● What you need to do
How many lines in the records below contain the word "small"? Reply with the number alone.

Stored dataset items
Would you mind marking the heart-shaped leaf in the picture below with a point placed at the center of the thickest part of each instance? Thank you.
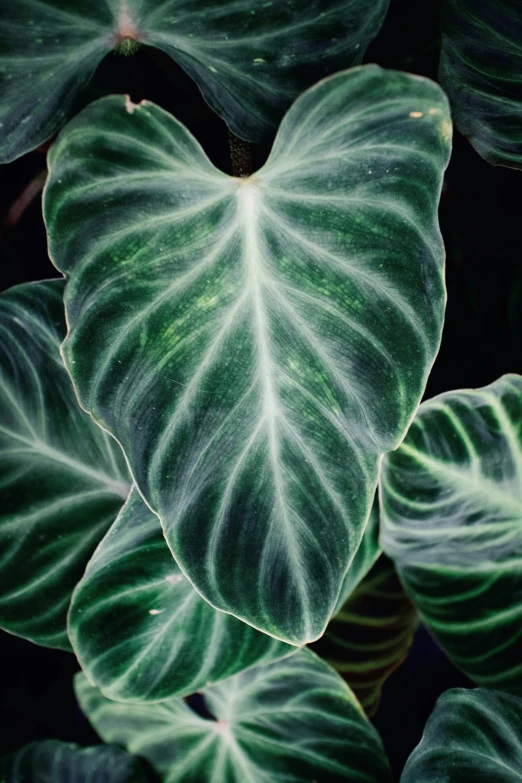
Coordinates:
(472, 735)
(371, 635)
(481, 70)
(51, 761)
(256, 344)
(140, 630)
(249, 58)
(294, 720)
(452, 521)
(63, 480)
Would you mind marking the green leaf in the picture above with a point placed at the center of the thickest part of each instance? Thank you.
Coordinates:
(366, 556)
(256, 344)
(140, 630)
(472, 735)
(294, 720)
(52, 761)
(250, 59)
(371, 635)
(63, 480)
(452, 521)
(481, 71)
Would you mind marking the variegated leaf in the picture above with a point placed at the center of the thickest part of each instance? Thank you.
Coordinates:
(256, 344)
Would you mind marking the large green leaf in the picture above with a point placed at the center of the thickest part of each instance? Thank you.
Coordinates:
(481, 70)
(250, 58)
(371, 634)
(63, 480)
(292, 721)
(51, 761)
(140, 630)
(255, 345)
(472, 736)
(366, 556)
(452, 521)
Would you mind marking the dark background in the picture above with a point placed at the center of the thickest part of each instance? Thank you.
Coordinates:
(480, 216)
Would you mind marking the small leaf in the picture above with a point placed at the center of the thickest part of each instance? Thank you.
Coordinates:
(452, 521)
(52, 761)
(250, 59)
(63, 480)
(140, 630)
(256, 344)
(472, 735)
(293, 720)
(371, 635)
(481, 70)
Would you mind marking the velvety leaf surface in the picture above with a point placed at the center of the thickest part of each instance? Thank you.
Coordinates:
(452, 521)
(472, 735)
(290, 722)
(62, 479)
(250, 58)
(481, 71)
(140, 630)
(365, 557)
(256, 344)
(371, 634)
(52, 761)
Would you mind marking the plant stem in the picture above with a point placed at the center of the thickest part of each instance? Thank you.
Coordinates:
(240, 156)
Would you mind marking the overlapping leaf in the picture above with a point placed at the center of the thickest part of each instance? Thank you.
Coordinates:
(365, 557)
(294, 720)
(452, 521)
(250, 58)
(255, 345)
(63, 480)
(481, 71)
(51, 761)
(472, 735)
(371, 634)
(140, 630)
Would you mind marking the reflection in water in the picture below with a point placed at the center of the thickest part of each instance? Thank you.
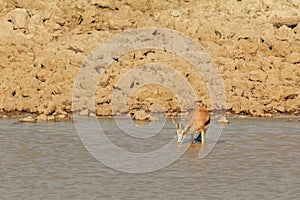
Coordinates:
(254, 158)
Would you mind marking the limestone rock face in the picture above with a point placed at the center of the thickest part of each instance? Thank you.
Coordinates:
(255, 46)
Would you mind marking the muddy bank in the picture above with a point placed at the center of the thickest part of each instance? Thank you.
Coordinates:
(254, 44)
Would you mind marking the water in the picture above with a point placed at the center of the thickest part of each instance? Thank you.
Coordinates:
(253, 159)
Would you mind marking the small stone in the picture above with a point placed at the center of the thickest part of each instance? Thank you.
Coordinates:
(269, 115)
(42, 118)
(4, 116)
(223, 120)
(242, 116)
(29, 119)
(51, 118)
(141, 115)
(61, 116)
(176, 13)
(293, 58)
(92, 115)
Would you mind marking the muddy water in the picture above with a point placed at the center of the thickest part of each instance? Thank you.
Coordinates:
(253, 159)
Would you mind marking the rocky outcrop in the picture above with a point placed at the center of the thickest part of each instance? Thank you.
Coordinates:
(254, 44)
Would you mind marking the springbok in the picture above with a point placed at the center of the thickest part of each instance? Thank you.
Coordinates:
(199, 120)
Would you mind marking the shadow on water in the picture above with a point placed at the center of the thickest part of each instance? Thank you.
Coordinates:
(254, 158)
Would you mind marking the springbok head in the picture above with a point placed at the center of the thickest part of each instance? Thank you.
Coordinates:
(180, 131)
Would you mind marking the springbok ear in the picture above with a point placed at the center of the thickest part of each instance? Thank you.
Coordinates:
(177, 125)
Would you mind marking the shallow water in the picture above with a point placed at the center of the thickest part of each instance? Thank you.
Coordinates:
(254, 158)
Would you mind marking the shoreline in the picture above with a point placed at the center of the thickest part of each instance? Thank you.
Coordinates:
(25, 117)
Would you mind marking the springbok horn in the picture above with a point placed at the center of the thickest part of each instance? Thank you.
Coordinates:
(177, 124)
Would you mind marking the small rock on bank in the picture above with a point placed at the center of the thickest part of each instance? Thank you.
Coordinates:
(28, 119)
(143, 116)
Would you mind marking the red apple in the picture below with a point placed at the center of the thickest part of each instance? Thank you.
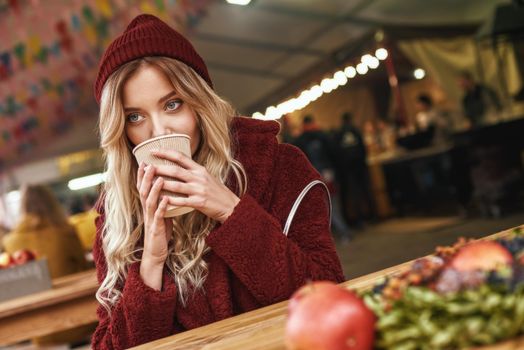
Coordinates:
(22, 256)
(481, 255)
(325, 316)
(6, 260)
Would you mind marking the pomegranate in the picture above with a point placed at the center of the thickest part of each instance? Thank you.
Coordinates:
(325, 316)
(481, 255)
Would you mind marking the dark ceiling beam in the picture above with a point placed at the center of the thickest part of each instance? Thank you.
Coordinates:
(245, 70)
(255, 44)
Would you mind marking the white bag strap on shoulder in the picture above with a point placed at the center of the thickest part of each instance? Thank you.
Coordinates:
(299, 199)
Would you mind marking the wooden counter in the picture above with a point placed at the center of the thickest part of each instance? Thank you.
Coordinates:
(70, 303)
(264, 328)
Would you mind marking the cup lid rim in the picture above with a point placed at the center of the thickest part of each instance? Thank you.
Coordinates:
(159, 138)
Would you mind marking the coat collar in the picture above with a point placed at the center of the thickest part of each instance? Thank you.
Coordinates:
(255, 145)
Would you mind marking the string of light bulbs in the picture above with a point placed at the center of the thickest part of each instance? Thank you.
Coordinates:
(327, 85)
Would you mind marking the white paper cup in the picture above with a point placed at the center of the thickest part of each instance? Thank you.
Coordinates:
(177, 142)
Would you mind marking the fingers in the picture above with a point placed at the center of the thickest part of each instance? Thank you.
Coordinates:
(161, 210)
(178, 187)
(151, 204)
(173, 171)
(140, 174)
(144, 186)
(177, 157)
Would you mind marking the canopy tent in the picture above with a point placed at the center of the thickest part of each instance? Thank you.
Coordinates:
(257, 55)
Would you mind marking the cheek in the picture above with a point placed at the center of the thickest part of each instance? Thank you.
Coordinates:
(134, 136)
(195, 140)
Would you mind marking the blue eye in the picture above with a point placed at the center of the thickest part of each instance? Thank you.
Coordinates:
(173, 105)
(134, 118)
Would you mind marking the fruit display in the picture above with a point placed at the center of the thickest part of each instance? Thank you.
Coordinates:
(19, 257)
(324, 316)
(465, 295)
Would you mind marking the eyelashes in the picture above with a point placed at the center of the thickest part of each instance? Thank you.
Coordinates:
(170, 106)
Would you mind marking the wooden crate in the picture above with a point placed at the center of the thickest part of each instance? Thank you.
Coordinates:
(25, 279)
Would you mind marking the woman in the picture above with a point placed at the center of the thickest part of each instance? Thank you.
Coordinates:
(162, 276)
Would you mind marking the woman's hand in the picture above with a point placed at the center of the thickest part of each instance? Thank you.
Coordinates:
(157, 230)
(204, 192)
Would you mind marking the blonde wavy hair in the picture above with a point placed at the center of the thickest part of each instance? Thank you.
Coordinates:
(124, 224)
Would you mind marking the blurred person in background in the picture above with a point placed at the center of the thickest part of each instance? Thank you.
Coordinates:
(479, 102)
(43, 229)
(352, 171)
(429, 117)
(83, 215)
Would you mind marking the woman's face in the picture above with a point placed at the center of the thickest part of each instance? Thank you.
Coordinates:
(153, 108)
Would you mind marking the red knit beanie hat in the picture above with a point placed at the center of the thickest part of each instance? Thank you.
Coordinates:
(147, 35)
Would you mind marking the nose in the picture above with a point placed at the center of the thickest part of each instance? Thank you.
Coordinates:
(160, 126)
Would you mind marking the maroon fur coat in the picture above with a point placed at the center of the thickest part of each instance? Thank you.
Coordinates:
(251, 263)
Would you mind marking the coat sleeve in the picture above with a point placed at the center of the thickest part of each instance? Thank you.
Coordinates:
(251, 241)
(142, 314)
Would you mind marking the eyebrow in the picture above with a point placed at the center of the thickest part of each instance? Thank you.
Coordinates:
(161, 100)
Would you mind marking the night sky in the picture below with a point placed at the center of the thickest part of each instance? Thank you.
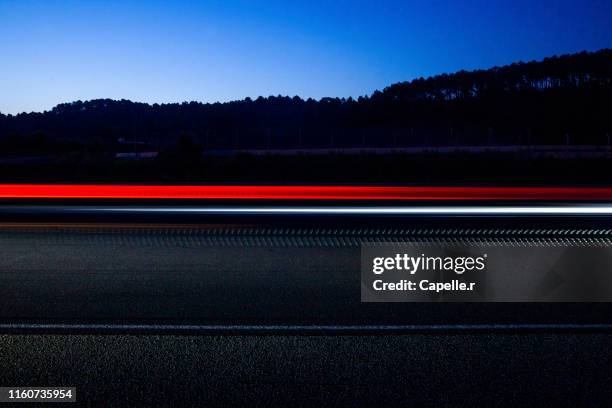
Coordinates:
(60, 51)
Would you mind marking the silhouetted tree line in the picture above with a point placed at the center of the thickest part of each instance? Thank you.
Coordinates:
(565, 99)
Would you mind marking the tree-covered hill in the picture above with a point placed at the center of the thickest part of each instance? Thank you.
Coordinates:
(558, 100)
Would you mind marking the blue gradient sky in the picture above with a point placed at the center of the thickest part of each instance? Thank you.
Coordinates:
(153, 51)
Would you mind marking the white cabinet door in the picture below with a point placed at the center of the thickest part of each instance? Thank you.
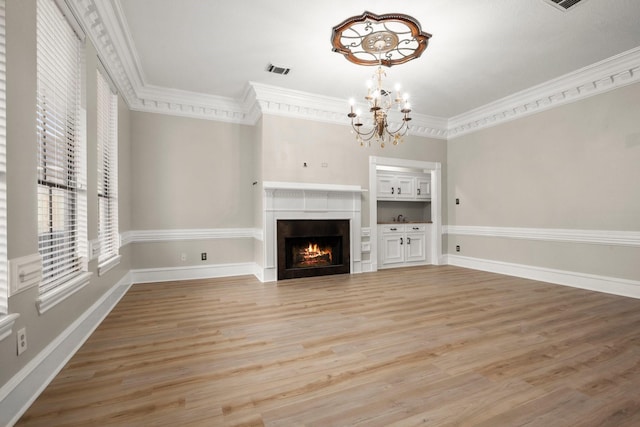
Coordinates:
(415, 247)
(404, 189)
(386, 186)
(392, 248)
(423, 189)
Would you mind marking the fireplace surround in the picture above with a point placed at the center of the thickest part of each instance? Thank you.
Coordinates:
(305, 201)
(312, 247)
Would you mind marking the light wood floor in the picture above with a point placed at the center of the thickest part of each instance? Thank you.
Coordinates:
(433, 346)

● Your response
3